In the records below, copy out the lines between the one holding "point: soldier's eye" and the one holding "column 77, row 175", both included, without changing anything.

==== Raw records ====

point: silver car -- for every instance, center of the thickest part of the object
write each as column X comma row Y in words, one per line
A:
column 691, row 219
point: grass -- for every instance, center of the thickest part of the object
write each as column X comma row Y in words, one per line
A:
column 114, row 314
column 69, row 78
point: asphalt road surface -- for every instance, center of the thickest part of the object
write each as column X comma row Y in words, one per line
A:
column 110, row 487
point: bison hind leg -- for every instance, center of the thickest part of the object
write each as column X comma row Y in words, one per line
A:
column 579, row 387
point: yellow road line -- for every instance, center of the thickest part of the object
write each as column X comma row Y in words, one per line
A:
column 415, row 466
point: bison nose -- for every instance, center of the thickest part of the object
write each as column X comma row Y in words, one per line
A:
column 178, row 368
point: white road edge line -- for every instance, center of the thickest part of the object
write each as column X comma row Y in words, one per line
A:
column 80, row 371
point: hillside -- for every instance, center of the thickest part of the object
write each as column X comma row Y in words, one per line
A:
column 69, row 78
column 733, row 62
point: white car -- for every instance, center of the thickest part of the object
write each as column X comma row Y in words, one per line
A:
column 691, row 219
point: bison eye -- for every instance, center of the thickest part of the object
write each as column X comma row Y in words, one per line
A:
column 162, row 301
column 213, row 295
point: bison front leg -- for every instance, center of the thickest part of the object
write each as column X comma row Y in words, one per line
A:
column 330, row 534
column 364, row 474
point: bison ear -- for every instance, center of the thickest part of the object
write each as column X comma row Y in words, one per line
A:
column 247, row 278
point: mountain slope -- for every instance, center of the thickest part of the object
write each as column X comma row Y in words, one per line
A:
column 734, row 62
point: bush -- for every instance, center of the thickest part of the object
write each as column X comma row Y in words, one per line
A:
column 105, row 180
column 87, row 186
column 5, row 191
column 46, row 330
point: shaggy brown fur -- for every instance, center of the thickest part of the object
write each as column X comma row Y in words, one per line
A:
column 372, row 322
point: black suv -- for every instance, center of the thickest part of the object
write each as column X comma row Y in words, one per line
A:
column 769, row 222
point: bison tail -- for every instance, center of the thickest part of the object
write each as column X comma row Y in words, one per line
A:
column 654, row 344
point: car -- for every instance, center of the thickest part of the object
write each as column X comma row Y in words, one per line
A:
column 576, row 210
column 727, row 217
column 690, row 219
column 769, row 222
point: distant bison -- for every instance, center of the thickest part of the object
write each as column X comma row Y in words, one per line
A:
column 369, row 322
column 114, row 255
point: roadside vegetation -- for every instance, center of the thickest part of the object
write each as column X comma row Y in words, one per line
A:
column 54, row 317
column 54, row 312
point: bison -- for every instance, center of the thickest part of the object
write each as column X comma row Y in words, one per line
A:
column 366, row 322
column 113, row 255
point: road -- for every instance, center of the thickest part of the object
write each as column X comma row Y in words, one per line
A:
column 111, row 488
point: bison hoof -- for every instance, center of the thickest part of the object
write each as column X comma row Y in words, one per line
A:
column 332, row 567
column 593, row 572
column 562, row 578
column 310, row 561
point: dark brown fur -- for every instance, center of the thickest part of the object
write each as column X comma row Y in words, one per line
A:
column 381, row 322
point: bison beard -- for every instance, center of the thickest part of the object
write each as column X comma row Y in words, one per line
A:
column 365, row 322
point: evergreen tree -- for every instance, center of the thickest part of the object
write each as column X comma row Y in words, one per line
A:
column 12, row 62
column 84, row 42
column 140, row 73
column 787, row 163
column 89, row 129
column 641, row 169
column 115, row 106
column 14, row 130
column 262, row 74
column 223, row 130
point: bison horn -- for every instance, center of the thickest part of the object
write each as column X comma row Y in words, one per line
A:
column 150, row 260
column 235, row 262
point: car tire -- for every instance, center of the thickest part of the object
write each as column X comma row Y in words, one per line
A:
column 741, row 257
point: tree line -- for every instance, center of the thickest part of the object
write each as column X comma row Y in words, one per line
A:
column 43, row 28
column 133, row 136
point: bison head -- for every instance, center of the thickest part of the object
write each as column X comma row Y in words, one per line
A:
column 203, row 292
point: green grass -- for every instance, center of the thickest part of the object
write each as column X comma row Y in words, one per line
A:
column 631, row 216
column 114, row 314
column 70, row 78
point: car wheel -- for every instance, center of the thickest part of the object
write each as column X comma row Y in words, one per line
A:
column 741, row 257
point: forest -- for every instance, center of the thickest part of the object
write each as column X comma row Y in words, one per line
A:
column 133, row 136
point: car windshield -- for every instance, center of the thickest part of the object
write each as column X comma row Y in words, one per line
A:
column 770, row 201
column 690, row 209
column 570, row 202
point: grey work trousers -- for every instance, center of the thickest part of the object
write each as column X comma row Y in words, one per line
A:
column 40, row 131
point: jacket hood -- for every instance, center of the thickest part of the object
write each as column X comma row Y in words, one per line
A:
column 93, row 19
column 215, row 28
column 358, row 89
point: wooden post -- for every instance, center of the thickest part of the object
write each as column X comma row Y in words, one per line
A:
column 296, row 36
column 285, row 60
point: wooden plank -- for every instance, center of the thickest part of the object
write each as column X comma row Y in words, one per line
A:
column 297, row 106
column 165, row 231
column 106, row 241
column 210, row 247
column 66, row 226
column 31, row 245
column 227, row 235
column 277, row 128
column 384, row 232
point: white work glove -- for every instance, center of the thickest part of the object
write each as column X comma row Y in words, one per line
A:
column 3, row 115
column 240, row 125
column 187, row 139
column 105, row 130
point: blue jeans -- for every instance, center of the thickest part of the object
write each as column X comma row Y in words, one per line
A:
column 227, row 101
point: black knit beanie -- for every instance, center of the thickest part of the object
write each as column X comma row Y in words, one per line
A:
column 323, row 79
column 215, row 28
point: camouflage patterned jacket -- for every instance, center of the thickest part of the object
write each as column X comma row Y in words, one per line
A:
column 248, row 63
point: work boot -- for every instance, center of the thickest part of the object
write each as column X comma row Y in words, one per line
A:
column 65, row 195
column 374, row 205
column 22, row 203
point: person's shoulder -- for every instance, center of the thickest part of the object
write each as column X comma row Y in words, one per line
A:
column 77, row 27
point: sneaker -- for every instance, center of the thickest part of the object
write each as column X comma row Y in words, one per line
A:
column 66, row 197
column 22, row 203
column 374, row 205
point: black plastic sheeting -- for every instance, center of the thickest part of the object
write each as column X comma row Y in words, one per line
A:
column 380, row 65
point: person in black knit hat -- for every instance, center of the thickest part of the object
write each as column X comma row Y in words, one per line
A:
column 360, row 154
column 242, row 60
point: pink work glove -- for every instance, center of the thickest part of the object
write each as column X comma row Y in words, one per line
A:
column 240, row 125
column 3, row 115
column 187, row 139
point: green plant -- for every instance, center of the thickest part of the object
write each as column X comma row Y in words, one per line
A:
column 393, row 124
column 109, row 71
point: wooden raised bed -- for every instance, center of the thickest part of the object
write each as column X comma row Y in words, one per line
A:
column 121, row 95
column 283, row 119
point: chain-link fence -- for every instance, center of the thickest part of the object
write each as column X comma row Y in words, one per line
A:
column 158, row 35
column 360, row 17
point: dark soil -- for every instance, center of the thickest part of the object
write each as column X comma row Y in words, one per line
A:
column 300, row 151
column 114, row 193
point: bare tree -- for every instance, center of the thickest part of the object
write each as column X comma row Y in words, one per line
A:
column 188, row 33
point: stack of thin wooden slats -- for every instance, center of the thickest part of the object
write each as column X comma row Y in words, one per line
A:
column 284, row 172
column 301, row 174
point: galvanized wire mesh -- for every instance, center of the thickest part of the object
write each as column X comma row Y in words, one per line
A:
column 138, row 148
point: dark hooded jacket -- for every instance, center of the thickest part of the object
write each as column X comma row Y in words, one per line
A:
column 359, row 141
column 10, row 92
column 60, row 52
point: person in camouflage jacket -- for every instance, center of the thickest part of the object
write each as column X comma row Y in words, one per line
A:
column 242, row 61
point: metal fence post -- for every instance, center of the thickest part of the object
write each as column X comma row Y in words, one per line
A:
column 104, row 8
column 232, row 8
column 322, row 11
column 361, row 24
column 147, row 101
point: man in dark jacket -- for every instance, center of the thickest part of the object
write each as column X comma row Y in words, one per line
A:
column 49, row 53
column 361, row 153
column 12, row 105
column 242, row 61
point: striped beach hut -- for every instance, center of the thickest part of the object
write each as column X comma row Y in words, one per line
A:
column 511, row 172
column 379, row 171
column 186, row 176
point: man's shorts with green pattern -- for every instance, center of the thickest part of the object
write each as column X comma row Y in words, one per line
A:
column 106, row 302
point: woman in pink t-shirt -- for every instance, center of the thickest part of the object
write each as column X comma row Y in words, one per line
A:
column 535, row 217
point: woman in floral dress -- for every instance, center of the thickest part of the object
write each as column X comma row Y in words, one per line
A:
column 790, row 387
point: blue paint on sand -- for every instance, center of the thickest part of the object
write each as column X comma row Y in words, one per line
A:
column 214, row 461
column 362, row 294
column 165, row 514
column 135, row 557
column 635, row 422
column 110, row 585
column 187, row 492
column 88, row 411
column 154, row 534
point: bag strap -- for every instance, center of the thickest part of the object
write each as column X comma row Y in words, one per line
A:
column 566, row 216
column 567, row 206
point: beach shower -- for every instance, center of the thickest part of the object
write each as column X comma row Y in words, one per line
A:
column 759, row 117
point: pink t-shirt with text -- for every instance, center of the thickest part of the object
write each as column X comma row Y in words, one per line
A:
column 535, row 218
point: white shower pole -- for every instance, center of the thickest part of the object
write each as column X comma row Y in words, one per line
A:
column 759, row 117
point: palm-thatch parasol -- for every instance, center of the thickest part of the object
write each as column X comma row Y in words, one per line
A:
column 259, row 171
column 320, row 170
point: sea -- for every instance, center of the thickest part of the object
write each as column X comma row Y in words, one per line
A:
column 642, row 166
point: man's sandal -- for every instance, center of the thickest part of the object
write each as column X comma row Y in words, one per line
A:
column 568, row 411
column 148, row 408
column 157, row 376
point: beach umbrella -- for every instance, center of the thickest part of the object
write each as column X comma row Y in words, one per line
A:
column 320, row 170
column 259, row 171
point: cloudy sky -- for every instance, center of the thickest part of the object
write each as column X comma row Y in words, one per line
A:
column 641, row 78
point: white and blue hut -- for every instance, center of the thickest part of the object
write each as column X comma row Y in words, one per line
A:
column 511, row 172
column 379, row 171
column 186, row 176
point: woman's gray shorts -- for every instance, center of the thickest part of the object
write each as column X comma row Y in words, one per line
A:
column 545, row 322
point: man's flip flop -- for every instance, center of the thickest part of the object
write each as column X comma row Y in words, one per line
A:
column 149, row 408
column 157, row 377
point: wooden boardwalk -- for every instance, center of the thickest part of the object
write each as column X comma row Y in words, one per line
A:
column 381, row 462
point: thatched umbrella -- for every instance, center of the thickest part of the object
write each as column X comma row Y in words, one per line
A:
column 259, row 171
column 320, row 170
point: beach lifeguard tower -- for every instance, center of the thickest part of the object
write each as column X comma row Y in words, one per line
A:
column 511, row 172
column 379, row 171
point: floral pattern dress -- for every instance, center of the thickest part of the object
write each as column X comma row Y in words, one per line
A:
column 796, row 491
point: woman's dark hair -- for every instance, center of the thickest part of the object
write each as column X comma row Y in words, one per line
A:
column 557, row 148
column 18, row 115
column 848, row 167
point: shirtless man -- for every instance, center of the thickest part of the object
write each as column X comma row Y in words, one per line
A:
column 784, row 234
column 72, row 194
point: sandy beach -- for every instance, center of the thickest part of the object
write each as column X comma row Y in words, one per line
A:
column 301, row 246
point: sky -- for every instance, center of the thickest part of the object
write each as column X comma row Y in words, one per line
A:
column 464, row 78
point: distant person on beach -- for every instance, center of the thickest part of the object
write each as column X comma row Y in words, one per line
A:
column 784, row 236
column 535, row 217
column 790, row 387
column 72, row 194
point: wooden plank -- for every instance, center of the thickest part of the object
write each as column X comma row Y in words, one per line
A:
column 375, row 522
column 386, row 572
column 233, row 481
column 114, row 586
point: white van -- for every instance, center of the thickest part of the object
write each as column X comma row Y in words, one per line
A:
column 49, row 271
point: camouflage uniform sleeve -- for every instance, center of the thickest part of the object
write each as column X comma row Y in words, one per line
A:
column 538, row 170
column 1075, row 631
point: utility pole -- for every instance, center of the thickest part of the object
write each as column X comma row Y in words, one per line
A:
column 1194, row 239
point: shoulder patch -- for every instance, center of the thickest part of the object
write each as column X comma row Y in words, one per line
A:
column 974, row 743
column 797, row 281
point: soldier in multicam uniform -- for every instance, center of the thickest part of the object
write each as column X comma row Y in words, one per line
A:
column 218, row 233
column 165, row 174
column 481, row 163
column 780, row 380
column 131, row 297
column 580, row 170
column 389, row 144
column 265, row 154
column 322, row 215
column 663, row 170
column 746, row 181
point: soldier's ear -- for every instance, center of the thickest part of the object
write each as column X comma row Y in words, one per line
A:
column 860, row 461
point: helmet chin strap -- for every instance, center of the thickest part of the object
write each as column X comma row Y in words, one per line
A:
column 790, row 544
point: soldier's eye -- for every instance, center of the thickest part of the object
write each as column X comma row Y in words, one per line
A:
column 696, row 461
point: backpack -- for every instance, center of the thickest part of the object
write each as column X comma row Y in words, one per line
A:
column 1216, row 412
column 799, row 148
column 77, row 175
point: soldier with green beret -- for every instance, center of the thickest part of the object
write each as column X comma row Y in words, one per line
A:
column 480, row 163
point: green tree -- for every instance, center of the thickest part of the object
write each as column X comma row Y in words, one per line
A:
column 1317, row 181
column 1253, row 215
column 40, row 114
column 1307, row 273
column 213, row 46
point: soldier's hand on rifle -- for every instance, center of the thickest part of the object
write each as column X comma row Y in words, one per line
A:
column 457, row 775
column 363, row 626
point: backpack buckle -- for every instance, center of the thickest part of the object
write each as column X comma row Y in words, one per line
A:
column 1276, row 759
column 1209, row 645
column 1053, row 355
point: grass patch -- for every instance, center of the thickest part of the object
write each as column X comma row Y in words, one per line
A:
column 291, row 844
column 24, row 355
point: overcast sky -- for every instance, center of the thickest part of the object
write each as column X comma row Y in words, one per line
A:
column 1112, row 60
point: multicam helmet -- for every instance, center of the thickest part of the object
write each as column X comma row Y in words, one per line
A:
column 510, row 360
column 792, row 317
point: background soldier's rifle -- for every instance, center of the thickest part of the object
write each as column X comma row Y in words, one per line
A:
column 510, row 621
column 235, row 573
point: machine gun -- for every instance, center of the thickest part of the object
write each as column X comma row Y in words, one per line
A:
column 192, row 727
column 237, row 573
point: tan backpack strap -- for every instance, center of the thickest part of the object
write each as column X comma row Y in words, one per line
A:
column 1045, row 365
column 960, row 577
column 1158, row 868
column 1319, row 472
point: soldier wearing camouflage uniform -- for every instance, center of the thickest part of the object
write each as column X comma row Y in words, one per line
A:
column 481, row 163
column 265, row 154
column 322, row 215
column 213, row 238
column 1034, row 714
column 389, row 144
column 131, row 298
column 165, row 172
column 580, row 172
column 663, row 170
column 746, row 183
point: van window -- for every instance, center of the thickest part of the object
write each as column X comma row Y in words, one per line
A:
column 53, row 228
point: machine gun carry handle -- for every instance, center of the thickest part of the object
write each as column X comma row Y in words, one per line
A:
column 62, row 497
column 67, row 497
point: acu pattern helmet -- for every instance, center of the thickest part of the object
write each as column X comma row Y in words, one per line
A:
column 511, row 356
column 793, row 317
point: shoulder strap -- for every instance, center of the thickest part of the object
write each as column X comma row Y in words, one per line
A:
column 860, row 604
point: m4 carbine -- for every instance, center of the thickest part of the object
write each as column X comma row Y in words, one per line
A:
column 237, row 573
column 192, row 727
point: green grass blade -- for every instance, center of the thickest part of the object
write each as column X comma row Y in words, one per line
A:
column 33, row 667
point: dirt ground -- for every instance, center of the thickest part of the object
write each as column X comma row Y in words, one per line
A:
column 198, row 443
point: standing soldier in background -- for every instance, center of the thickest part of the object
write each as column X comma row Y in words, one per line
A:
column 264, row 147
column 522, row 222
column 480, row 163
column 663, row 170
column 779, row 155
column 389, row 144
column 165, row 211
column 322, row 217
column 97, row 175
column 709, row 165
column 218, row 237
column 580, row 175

====

Response below ::
point: soldier's eye -- for every instance, center of the thickest part of the object
write each as column X comma row Y in words, one per line
A:
column 696, row 461
point: backpack -- for every instance, center of the thickest part of the object
write each as column X comma row Y in words, one per line
A:
column 1216, row 412
column 799, row 148
column 77, row 175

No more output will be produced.